- Task statement -
Output the line containing "Would you mind pointing to the woman's ear" and all subsequent lines of the listing below, copied exactly, with no other lines.

- Recorded information -
________________

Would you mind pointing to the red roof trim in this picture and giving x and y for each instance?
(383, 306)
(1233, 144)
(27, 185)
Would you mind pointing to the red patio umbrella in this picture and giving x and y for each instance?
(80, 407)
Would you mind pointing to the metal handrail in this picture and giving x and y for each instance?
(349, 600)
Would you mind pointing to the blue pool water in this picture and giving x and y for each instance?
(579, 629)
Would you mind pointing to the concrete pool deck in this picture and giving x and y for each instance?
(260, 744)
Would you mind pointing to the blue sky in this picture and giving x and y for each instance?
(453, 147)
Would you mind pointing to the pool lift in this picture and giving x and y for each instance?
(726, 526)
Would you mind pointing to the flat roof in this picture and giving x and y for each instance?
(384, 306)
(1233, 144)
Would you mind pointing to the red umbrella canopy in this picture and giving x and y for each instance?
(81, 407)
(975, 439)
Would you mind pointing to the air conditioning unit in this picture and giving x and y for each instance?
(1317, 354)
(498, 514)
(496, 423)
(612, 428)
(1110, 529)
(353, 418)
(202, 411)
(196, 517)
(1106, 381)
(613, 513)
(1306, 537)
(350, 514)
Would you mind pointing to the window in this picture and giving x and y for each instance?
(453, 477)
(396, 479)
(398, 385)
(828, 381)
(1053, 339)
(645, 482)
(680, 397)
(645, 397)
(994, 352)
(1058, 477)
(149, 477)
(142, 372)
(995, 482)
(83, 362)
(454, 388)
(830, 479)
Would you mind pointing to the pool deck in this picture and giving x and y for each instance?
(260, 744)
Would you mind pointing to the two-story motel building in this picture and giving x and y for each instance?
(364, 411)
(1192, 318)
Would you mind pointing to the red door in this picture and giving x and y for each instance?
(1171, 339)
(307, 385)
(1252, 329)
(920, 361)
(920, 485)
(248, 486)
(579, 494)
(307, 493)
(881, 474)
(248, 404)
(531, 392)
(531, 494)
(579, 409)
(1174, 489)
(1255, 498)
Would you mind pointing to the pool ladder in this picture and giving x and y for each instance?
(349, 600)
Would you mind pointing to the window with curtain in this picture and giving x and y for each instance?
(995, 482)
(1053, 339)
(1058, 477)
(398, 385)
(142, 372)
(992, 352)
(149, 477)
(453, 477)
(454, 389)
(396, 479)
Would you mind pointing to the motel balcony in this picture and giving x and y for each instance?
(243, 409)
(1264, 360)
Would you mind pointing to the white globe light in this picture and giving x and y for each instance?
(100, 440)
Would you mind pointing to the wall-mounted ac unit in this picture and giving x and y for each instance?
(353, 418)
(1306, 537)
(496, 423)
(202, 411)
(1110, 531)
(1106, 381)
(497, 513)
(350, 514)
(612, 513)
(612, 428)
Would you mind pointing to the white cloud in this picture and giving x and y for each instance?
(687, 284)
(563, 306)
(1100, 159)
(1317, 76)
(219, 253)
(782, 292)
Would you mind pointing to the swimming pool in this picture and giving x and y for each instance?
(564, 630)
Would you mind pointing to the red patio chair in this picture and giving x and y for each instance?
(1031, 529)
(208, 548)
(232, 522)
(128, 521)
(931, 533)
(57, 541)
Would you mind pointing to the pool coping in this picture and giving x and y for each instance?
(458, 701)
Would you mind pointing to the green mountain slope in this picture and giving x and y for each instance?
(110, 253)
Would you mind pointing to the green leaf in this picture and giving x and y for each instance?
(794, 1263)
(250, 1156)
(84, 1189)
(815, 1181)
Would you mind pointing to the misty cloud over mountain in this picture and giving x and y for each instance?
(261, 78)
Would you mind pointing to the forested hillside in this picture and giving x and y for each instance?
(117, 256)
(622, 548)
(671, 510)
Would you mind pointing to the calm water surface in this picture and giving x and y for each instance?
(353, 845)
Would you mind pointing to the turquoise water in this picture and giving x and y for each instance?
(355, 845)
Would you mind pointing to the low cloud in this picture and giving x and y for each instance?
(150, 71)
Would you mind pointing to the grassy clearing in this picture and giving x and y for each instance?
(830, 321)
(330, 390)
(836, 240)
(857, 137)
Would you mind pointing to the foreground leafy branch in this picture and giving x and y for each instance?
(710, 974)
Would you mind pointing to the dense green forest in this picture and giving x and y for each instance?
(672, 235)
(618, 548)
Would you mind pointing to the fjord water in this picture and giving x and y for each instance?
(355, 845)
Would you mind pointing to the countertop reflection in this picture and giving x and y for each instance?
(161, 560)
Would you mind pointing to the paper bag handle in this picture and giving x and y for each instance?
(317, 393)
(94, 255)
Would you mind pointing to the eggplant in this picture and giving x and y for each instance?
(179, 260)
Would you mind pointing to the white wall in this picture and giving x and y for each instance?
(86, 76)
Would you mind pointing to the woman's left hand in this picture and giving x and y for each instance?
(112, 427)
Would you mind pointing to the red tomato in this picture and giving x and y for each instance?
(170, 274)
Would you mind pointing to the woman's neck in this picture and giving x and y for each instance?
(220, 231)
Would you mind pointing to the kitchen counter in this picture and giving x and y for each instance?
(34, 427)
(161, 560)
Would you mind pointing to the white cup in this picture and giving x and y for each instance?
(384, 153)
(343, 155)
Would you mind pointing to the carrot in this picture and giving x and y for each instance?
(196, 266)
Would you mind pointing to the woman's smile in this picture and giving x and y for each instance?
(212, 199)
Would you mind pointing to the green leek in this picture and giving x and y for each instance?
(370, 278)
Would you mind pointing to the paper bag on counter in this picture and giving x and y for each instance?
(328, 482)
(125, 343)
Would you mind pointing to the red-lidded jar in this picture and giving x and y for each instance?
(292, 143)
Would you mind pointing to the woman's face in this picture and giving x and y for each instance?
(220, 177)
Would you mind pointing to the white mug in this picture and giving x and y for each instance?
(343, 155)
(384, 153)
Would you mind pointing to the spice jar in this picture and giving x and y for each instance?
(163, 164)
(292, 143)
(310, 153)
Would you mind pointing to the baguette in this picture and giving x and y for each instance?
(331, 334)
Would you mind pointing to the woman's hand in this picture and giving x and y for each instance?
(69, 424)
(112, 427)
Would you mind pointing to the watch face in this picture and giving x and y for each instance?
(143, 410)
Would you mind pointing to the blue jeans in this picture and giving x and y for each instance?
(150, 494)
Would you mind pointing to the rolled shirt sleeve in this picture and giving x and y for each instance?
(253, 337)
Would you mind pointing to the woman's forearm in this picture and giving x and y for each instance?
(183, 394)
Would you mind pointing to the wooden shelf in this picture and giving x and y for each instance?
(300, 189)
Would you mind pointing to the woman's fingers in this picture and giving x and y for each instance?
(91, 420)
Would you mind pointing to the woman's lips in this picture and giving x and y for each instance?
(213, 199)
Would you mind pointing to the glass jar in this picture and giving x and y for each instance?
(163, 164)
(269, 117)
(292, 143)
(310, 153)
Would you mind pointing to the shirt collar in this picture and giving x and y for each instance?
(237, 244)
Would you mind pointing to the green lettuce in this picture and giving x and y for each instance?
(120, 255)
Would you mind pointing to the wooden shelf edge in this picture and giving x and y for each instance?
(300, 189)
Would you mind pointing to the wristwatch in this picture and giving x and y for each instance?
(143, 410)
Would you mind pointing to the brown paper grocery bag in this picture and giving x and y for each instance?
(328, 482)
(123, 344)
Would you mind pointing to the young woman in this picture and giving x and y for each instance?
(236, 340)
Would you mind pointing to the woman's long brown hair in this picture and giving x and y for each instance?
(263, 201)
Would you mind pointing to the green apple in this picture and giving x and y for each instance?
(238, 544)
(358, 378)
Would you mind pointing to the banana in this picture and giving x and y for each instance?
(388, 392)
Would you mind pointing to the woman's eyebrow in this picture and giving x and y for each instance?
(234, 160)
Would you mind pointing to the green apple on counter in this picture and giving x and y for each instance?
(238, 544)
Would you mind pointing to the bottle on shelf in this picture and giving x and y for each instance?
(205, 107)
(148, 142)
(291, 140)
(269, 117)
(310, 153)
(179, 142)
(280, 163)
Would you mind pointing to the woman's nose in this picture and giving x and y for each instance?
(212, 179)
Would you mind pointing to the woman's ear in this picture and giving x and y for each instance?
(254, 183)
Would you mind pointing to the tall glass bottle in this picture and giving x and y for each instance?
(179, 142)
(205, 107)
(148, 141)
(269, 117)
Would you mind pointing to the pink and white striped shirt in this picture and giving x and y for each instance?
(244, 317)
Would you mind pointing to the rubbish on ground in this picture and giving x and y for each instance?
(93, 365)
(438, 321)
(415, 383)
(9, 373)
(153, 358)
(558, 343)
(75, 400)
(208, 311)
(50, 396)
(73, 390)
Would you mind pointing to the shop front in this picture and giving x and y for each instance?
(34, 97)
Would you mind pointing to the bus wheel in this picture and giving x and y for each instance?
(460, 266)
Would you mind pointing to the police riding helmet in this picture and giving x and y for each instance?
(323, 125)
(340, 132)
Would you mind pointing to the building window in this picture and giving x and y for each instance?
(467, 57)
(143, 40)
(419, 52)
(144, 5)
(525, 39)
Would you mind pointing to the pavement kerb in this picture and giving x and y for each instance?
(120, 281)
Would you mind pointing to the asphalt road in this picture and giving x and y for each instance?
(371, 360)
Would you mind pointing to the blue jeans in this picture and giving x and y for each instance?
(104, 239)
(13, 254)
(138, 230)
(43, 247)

________________

- Solution to the problem -
Would you mind pointing to the woman's ear in this picture and giving x and y for each instance?
(254, 183)
Would you mind pointing to the tall glass bottle in this picture and giving x and y for each instance?
(179, 142)
(205, 107)
(148, 141)
(269, 117)
Would you mind pointing to the pink and white striped shirt in this picture and giving x and y for each instance?
(244, 317)
Would you mind pointing to the rubbish on ground in this picture and giving x and y for each instance?
(93, 365)
(438, 321)
(415, 383)
(9, 373)
(153, 358)
(558, 343)
(75, 400)
(208, 311)
(50, 396)
(73, 390)
Would you mind pointing to the shop front in this picture and giving x and y for each instance?
(34, 97)
Would you mind pointing to the bus wheel in this picture and giving x and y for each instance?
(460, 266)
Would you mind pointing to the police riding helmet in this picture and giving x and y for each instance?
(323, 125)
(340, 132)
Would you mind pointing to the building window in this picture and giving x and y for each instance?
(467, 57)
(143, 40)
(419, 52)
(144, 5)
(525, 39)
Would you mind pointing to the pavement kerb in this picture and giving x and y for each instance?
(120, 281)
Would you mind pointing to the asphalt road in this picture and giving x and y for each instance?
(371, 360)
Would you mind pointing to the blue jeans in this picture and giving x and y for each instance?
(104, 239)
(13, 254)
(138, 230)
(43, 247)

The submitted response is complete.